▸ **Exercise details**:
Update the material from its beginning through the line containing "184 187 L 192", changing "river" to "stream" and leaving everything else unchanged. Give only those lines, without the pictures.

--- BEGIN Data records ---

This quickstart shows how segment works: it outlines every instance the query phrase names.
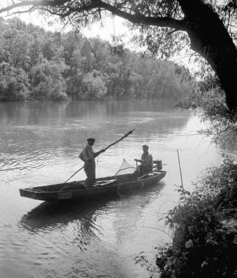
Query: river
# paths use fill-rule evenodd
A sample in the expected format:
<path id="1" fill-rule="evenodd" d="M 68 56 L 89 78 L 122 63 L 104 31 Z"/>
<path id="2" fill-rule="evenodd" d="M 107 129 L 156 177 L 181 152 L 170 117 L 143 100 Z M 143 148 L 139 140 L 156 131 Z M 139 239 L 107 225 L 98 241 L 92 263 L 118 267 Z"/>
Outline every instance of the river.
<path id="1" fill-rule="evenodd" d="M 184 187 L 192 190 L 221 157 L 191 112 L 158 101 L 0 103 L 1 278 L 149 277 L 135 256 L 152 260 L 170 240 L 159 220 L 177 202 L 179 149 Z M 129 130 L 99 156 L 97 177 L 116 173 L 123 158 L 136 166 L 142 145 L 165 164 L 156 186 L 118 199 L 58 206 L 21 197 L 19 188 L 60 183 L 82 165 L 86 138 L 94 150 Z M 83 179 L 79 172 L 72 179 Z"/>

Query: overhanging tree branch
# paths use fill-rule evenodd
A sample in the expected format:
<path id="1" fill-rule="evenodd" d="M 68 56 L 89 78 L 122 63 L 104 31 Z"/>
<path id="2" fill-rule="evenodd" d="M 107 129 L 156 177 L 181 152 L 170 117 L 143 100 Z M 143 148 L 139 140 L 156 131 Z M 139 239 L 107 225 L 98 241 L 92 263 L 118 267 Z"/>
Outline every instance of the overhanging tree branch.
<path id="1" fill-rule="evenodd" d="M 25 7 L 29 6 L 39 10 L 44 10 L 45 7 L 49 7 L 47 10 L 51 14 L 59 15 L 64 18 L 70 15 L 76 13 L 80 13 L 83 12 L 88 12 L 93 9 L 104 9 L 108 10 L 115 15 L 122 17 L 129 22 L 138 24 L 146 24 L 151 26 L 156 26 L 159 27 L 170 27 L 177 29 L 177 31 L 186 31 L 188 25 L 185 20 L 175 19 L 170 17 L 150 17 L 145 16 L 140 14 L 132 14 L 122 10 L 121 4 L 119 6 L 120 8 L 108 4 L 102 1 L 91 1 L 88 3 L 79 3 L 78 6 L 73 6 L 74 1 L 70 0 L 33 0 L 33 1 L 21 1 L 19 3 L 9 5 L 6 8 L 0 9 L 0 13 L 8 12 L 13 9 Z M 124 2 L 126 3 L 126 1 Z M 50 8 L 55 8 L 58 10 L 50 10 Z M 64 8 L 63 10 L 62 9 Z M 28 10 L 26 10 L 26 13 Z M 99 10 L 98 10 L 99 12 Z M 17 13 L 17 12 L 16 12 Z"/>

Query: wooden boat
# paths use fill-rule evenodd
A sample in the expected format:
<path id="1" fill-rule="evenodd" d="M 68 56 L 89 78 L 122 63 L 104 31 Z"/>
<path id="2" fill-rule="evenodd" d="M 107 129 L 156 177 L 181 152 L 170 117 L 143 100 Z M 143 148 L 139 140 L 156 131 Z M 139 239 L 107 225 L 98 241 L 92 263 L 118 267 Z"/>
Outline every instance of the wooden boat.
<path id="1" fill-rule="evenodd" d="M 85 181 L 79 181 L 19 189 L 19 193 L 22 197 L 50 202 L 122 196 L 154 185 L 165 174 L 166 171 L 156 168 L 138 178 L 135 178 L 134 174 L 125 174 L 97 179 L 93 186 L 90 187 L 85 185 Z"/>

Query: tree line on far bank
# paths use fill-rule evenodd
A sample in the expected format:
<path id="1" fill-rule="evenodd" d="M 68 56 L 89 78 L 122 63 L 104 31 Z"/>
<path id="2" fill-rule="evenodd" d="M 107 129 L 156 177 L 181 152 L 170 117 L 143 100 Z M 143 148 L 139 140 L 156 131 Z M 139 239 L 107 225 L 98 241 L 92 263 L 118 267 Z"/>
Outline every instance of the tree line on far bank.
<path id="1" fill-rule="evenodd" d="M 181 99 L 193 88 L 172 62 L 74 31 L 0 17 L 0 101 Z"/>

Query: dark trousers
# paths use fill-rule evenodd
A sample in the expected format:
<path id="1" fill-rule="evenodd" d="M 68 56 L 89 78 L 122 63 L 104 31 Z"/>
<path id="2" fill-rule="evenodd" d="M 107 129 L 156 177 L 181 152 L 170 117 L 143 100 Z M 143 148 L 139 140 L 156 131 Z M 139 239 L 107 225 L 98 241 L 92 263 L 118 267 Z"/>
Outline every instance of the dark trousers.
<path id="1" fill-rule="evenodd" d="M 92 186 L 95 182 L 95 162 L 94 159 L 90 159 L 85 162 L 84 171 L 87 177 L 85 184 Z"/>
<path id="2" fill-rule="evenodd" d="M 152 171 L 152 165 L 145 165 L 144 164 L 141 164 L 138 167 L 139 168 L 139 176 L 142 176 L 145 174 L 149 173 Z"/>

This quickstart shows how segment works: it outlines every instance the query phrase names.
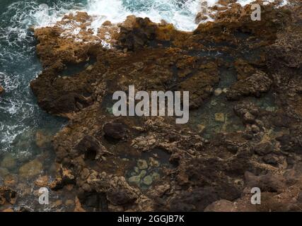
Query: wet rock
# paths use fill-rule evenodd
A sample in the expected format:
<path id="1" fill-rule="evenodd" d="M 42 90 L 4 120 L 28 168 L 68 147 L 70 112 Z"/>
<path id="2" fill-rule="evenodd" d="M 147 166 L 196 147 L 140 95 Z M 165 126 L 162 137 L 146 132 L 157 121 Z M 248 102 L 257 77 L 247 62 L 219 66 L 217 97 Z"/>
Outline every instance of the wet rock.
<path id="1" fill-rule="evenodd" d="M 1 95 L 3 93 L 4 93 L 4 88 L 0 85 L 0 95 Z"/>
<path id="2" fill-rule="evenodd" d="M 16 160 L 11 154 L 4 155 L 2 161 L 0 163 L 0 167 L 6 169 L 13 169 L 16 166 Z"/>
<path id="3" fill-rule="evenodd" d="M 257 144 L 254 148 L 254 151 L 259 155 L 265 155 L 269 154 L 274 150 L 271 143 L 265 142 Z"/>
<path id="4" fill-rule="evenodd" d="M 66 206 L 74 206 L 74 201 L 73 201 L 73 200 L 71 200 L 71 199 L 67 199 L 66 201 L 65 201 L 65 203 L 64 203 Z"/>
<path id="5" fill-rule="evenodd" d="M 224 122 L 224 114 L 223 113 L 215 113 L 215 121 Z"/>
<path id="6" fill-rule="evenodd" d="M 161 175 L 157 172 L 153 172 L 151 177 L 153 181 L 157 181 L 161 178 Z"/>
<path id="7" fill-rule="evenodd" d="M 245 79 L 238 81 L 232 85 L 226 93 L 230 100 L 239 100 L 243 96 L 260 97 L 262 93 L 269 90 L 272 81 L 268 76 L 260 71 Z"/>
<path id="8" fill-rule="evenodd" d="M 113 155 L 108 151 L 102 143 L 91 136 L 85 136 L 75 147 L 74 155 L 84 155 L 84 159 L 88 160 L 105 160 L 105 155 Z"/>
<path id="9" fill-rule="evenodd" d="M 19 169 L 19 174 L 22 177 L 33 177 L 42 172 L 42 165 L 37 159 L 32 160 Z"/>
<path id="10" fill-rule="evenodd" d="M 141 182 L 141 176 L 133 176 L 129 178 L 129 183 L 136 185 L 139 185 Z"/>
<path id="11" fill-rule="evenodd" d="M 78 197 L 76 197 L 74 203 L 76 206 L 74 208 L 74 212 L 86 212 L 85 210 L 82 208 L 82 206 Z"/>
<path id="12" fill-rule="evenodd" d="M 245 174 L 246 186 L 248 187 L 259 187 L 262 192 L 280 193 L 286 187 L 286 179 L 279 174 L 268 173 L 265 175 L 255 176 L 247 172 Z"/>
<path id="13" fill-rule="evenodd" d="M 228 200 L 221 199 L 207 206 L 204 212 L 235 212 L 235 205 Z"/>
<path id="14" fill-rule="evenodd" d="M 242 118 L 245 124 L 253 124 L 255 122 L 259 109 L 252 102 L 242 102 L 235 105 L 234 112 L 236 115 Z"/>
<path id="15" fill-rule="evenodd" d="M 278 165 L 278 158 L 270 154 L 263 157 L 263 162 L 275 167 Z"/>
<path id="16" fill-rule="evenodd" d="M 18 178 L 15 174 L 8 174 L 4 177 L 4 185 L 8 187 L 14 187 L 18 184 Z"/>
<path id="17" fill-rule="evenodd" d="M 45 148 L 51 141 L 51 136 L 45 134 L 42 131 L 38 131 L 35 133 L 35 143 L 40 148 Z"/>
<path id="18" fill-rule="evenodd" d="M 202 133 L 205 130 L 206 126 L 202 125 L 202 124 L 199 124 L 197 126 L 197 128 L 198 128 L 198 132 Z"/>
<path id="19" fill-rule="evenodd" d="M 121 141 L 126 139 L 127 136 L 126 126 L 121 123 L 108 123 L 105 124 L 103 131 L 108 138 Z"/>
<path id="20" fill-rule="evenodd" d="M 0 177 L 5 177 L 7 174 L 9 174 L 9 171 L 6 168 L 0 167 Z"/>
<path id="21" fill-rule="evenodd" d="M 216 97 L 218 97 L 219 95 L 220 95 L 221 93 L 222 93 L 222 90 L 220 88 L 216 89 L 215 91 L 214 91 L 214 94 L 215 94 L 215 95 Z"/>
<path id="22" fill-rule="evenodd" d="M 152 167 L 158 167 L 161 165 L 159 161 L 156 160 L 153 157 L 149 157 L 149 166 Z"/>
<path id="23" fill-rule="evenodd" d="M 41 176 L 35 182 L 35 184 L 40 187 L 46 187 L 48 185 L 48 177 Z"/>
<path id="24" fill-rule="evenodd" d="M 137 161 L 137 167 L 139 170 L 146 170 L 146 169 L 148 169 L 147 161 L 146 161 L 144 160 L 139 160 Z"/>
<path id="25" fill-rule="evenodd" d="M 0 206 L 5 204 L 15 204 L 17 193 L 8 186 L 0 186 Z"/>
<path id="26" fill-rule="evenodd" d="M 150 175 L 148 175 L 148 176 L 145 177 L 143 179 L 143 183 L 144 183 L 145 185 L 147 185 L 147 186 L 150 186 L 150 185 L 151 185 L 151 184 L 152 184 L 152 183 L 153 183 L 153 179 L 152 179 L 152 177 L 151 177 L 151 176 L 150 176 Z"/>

--- END Data records ---

▸ **Response**:
This quickstart shows how segment works: it outlines every instance the query phrase names.
Query: stream
# paths use fill-rule evenodd
A sample in the expected format:
<path id="1" fill-rule="evenodd" d="M 68 56 L 89 78 L 122 63 L 104 31 Z"/>
<path id="2" fill-rule="evenodd" d="M 107 129 L 156 177 L 181 152 L 170 117 L 143 100 Z M 143 148 L 139 140 L 156 131 Z M 139 239 L 107 225 L 98 241 L 92 263 L 118 267 Z"/>
Outline every instance of the stream.
<path id="1" fill-rule="evenodd" d="M 184 187 L 192 190 L 221 157 L 191 112 L 158 101 L 0 103 L 1 278 L 149 277 L 135 256 L 152 260 L 170 240 L 159 220 L 177 202 L 179 149 Z M 129 130 L 99 156 L 97 177 L 116 173 L 123 158 L 136 166 L 142 145 L 165 164 L 156 186 L 118 199 L 58 206 L 21 197 L 19 188 L 60 183 L 82 165 L 86 138 L 94 150 Z M 83 179 L 79 172 L 72 179 Z"/>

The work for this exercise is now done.